Count up the lines below that include the string "limestone" and report the number by itself.

───── Material for this exercise

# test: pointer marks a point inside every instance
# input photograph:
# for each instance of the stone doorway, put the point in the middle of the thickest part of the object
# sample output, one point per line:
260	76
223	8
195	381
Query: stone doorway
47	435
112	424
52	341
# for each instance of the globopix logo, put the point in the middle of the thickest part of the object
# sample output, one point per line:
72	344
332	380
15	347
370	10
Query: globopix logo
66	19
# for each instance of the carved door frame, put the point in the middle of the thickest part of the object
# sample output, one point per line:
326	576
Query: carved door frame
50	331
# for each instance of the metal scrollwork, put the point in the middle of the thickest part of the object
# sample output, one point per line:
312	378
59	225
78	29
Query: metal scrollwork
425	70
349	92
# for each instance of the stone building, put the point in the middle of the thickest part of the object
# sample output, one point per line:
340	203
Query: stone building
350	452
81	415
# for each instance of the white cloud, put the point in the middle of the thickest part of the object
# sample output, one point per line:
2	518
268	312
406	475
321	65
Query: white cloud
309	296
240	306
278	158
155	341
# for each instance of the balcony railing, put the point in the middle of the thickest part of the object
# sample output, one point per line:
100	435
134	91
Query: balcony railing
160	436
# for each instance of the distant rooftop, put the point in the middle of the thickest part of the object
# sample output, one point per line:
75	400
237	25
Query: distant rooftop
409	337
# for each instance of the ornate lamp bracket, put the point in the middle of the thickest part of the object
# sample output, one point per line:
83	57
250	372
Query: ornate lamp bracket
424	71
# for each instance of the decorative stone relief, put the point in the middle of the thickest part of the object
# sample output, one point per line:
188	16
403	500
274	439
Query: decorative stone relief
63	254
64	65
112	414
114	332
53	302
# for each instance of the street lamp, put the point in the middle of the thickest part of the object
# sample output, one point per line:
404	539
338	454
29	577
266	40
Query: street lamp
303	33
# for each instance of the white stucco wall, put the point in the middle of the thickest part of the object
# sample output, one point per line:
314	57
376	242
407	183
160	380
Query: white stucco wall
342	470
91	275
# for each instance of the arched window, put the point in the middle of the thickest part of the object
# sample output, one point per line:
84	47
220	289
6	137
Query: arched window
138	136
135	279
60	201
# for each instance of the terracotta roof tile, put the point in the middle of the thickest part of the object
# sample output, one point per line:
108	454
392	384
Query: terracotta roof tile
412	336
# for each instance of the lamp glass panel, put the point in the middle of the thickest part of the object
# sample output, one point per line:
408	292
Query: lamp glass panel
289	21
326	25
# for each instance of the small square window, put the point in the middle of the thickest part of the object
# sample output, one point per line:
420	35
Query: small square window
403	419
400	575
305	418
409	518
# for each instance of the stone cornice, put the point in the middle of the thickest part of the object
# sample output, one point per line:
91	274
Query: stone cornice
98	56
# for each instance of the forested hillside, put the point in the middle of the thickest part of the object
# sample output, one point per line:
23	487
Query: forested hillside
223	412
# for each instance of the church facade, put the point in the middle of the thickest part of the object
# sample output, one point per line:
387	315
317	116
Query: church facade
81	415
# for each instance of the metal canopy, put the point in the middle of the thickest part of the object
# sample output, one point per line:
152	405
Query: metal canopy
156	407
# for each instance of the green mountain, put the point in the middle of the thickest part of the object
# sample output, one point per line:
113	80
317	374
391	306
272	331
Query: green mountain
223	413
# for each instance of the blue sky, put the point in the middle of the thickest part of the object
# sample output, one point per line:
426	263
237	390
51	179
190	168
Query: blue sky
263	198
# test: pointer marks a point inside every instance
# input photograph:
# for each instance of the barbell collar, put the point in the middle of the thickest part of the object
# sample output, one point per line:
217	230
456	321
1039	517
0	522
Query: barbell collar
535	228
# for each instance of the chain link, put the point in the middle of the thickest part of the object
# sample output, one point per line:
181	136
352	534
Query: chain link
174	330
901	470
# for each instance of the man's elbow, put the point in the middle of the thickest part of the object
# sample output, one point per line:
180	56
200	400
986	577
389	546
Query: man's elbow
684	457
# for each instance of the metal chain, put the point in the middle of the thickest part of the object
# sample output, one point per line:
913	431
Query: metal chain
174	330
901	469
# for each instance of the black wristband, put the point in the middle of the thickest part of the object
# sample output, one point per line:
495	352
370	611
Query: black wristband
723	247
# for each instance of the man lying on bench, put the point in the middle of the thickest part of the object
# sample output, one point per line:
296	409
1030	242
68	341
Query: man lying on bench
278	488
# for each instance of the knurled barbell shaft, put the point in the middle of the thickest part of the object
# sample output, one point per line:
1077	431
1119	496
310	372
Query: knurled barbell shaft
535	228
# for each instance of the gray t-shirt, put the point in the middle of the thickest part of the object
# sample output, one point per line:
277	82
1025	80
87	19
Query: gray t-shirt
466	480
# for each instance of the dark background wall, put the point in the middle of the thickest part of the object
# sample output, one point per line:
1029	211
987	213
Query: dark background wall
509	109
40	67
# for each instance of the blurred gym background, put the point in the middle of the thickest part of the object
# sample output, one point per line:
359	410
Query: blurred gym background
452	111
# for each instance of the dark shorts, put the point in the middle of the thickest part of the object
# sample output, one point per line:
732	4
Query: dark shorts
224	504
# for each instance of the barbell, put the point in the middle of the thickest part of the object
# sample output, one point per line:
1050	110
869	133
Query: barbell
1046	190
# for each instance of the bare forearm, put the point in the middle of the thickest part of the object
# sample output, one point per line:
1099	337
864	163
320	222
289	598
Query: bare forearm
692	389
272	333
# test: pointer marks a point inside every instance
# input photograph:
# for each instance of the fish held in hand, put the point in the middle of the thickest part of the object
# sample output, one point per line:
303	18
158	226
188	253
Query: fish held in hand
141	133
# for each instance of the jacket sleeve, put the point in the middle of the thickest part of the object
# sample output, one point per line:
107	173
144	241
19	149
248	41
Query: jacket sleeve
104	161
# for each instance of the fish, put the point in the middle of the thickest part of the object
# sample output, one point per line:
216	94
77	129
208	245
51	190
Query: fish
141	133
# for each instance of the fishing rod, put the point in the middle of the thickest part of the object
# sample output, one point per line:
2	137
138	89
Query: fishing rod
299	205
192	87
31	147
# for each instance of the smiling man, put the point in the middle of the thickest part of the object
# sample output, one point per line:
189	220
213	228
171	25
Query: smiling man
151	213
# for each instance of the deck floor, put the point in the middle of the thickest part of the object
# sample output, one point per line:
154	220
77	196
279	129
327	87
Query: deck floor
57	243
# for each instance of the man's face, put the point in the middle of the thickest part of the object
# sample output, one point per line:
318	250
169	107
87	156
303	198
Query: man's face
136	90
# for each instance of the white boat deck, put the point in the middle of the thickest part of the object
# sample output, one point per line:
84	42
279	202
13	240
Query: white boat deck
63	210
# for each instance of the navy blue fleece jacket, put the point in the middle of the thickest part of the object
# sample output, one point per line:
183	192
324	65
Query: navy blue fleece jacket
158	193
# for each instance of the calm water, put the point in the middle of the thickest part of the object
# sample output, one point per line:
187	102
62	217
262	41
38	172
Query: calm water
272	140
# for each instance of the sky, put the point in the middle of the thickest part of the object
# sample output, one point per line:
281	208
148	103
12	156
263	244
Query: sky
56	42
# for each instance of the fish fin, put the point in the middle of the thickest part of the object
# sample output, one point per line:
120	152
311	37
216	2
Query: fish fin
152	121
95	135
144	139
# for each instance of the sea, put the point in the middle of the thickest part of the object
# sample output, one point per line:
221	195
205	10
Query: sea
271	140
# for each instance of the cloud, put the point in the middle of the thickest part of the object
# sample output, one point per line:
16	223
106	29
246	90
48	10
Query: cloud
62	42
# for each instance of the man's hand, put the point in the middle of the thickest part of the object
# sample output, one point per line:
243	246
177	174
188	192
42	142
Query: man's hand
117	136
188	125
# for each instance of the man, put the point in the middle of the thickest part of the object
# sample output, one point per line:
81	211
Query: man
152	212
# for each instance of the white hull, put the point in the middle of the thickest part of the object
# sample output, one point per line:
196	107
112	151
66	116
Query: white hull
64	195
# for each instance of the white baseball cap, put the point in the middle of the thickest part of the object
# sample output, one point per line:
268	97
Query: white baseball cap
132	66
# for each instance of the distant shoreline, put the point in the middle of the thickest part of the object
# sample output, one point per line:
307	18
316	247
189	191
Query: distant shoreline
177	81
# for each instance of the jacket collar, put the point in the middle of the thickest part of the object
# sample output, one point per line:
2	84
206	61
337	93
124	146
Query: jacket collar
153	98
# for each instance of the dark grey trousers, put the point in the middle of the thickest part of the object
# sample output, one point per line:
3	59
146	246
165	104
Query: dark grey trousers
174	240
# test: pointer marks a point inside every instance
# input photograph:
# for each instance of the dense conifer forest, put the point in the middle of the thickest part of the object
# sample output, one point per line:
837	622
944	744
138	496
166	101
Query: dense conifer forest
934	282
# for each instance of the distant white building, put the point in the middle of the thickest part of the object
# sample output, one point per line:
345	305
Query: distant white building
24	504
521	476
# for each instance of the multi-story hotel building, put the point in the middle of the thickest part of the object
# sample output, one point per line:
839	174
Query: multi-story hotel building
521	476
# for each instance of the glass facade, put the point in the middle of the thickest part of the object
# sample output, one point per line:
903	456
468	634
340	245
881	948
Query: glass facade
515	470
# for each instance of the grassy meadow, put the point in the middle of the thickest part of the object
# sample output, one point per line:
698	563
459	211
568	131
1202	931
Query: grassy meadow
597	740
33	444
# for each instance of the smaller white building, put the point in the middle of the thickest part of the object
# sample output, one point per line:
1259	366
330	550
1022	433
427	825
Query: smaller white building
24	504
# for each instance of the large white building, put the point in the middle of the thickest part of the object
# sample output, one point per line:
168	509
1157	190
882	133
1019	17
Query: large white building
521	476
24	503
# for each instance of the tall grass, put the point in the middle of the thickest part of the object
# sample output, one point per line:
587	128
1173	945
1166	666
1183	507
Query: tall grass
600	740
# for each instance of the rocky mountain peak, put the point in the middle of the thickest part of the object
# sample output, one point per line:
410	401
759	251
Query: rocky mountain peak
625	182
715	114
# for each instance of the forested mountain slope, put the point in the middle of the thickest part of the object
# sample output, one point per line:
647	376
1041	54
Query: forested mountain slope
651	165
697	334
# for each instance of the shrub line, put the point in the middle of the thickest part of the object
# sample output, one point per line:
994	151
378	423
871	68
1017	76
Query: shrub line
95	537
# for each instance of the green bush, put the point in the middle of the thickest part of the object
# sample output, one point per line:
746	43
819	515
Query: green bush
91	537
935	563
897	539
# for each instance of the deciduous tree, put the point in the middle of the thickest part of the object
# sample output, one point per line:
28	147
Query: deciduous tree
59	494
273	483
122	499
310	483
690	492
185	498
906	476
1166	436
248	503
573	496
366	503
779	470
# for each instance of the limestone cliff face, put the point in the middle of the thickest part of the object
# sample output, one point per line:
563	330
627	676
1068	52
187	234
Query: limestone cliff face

──────────

◆ Output below ◆
2